§ **Page text**:

--------------------------------

So they let him die slowly with his feet on. Obviously as per usual without even hooking him up on morphines properly, them bloody f***ing b*stards.
Looking backwards, still can't get over how having been such a hopeless letdown that I didn't go to see him in the hospital just because I was told not to. It's such a lie, pretending preventing me from doing so'd prevent any harm to anyone, in contrary. Just the same old 'grown-up' fuss of shying away from death, making it just all the worse, and plenty of it, praise be.
My grandfather was
probly the hardest man I ever knew. Thogh 'hard' mostly not in the sense of being so to others, but in terms of being able to go on relentlessly despite any pain. Would hardly notice it in the corners of his mouth, but then onwards, always onwards. Like the song in school, about the heart that always has to run like the river, day and night, but in death may rest, eventually. Things that would have others cringe and/or going up the walls, he wouldn't even mention, let alone complain about.

--------------------------------

§ **Study material**:
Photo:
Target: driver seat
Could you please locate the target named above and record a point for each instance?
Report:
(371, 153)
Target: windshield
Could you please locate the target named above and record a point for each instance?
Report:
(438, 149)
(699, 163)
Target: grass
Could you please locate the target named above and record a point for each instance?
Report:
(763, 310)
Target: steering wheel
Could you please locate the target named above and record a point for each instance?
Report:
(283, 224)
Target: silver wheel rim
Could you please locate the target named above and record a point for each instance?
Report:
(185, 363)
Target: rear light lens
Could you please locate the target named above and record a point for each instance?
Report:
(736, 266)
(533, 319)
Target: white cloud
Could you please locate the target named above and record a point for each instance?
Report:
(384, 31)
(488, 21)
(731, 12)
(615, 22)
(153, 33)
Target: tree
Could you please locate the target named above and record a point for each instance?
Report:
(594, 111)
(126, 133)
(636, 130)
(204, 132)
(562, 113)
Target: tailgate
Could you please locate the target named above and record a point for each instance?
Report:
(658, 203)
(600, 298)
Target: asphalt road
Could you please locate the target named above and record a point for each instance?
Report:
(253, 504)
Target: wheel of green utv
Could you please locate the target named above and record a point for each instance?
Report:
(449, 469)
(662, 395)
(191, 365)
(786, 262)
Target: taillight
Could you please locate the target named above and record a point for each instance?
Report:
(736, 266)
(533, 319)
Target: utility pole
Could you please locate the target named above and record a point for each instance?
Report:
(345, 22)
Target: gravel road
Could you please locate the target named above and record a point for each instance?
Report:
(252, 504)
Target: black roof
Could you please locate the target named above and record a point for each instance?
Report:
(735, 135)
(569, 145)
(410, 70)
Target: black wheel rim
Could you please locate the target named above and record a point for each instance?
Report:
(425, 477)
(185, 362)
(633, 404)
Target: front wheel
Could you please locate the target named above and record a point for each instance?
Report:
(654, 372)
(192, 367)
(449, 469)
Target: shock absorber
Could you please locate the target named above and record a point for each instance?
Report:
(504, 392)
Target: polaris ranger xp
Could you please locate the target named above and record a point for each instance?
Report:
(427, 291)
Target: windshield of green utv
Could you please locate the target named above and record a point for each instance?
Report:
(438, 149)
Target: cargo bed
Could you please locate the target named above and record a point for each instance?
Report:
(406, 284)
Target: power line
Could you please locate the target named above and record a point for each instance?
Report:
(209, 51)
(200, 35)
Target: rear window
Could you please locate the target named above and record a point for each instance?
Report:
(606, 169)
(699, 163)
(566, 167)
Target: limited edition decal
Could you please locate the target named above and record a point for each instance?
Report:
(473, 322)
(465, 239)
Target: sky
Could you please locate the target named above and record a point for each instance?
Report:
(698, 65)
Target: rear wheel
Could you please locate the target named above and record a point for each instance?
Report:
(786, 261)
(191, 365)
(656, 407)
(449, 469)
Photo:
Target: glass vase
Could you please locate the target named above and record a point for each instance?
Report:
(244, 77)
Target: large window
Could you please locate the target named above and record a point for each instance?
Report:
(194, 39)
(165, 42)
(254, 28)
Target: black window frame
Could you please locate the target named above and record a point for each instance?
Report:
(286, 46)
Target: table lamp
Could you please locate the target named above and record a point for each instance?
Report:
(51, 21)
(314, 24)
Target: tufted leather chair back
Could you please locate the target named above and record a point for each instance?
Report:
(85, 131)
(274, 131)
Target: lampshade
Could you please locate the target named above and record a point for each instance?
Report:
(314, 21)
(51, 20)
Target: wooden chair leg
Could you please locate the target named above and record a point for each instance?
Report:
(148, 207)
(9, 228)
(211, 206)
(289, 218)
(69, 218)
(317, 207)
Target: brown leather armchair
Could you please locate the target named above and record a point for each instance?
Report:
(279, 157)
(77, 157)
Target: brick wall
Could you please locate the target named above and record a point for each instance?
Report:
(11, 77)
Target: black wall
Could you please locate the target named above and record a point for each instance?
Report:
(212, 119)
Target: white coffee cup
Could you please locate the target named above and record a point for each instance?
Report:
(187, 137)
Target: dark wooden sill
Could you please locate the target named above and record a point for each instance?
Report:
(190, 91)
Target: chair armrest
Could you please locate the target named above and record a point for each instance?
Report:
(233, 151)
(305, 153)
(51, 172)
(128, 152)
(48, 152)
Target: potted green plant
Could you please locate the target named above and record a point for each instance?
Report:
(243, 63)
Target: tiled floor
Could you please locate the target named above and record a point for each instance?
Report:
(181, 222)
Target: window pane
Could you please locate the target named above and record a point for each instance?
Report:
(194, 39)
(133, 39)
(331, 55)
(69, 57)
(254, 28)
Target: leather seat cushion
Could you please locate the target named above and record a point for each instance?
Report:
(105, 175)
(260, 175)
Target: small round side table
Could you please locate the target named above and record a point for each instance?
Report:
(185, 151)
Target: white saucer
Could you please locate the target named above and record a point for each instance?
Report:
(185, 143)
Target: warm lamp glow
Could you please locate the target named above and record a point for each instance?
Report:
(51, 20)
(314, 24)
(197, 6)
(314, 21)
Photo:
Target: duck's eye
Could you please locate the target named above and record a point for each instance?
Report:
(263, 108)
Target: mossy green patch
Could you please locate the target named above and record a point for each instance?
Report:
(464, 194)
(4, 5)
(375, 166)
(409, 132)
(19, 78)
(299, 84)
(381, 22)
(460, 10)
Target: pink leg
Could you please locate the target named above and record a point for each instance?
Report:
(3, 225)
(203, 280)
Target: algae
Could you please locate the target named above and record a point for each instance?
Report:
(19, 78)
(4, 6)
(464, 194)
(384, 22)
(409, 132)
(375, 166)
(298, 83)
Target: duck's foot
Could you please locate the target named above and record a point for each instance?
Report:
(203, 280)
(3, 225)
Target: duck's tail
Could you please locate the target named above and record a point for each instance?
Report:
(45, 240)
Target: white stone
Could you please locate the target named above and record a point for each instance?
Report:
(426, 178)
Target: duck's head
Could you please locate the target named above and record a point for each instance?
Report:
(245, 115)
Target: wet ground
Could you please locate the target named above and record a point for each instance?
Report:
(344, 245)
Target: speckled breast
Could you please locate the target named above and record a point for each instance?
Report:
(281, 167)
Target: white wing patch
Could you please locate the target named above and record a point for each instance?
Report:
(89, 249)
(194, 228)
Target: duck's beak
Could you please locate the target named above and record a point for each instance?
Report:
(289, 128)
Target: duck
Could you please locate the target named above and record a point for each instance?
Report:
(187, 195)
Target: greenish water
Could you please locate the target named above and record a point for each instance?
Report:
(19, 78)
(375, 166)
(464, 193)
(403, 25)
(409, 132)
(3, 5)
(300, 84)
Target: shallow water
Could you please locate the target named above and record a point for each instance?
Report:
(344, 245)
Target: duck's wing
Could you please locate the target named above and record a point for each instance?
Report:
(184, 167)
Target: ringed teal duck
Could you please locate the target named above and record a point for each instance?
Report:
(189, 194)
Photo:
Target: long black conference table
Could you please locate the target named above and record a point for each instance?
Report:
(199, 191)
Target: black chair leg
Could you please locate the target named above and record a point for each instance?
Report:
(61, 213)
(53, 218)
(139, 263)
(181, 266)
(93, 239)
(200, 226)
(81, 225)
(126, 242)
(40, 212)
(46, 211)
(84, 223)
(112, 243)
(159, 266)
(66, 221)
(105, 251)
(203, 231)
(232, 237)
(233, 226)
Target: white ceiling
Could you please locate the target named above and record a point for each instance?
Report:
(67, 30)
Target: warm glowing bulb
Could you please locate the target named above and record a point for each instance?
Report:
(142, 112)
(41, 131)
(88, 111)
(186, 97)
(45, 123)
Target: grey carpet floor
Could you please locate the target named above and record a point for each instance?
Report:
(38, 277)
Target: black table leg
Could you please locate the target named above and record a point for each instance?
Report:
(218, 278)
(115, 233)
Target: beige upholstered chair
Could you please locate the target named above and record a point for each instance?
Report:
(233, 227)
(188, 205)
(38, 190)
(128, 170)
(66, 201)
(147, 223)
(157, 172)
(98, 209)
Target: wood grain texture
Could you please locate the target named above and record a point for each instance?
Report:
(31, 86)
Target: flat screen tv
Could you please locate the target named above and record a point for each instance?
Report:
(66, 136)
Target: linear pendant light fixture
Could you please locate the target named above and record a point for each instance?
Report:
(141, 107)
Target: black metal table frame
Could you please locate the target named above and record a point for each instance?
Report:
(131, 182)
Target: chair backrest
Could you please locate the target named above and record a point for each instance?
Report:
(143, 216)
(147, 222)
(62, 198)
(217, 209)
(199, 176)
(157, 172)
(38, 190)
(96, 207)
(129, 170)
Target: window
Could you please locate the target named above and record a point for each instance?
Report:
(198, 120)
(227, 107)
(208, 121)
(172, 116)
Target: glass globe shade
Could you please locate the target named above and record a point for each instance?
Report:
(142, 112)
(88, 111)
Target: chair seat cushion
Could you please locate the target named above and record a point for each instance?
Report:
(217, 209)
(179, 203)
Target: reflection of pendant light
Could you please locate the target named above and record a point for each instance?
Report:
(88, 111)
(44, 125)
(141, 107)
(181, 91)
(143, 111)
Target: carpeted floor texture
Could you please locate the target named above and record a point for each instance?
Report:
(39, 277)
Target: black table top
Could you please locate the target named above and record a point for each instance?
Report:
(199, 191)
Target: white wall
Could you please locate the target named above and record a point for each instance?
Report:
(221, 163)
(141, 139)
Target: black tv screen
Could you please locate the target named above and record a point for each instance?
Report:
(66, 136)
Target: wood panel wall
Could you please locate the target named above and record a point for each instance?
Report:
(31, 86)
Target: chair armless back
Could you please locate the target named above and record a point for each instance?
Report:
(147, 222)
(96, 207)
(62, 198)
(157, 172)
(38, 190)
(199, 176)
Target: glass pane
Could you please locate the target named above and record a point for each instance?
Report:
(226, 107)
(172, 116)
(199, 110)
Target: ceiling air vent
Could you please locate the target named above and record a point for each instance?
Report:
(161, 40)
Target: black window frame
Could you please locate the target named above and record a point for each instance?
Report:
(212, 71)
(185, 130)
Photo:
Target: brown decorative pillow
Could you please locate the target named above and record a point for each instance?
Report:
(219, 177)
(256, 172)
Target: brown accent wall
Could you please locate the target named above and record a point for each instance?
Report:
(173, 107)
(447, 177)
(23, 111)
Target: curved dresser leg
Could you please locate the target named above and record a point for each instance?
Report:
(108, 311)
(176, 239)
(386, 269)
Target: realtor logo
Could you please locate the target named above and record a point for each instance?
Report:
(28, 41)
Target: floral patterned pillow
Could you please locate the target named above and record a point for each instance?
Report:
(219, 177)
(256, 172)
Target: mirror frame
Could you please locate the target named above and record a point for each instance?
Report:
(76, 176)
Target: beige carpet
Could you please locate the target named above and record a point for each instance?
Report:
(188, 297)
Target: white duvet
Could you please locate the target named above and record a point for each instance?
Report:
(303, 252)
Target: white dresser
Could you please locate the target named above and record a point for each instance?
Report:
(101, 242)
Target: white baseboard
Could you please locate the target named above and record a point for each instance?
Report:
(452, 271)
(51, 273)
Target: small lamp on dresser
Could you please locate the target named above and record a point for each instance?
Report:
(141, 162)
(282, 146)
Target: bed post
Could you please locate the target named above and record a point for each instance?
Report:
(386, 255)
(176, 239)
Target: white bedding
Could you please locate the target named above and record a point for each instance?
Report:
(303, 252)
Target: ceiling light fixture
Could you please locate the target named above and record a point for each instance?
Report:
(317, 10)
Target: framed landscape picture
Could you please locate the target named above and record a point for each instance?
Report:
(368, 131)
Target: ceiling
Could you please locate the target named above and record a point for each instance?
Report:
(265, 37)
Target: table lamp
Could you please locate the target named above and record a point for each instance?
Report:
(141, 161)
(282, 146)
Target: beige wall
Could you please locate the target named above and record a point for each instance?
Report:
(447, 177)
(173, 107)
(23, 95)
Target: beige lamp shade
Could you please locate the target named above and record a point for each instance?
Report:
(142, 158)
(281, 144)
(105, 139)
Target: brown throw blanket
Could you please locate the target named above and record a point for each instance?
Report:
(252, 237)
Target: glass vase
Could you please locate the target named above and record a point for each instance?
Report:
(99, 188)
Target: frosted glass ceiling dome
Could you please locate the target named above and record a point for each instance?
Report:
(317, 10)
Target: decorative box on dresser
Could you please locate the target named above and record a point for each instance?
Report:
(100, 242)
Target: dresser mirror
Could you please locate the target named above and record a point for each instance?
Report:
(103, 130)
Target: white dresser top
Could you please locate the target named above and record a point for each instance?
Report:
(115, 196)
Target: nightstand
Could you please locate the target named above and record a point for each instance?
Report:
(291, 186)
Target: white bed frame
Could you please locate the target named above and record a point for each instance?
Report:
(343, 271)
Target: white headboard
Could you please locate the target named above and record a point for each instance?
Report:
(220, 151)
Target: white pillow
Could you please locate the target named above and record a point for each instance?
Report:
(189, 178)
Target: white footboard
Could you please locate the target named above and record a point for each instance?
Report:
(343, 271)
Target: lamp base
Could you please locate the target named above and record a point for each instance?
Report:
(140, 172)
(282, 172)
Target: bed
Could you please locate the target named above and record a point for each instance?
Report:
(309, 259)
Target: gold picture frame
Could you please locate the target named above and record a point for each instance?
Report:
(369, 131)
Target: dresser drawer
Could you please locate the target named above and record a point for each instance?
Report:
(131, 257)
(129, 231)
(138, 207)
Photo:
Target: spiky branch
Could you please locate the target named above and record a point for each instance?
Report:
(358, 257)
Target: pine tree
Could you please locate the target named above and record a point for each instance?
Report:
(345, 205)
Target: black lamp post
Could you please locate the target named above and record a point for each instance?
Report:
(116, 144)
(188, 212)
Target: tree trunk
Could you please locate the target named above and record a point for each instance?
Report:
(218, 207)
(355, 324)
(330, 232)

--------------------------------

§ **Requirement 1**: In the piece about the grandfather, why didn't the narrator visit him in the hospital, and how does the narrator now judge the reasoning behind that?
§ **Requirement 2**: What does the piece about the grandfather say he did, or did not do, in the face of pain? List each point.
The material has no connection to the piece about the grandfather.

§ **Answer box 1**: The narrator stayed away only because of being told not to go. The narrator now calls it a lie that keeping them away would prevent harm to anyone. It was the usual "grown-up" fuss of shying away from death, which only made things worse.

§ **Answer box 2**:
- He was able to go on relentlessly despite any pain.
- He showed it barely, only in the corners of his mouth.
- He kept going, always onwards.
- He wouldn't even mention, let alone complain about, things that would have others cringe or go up the walls.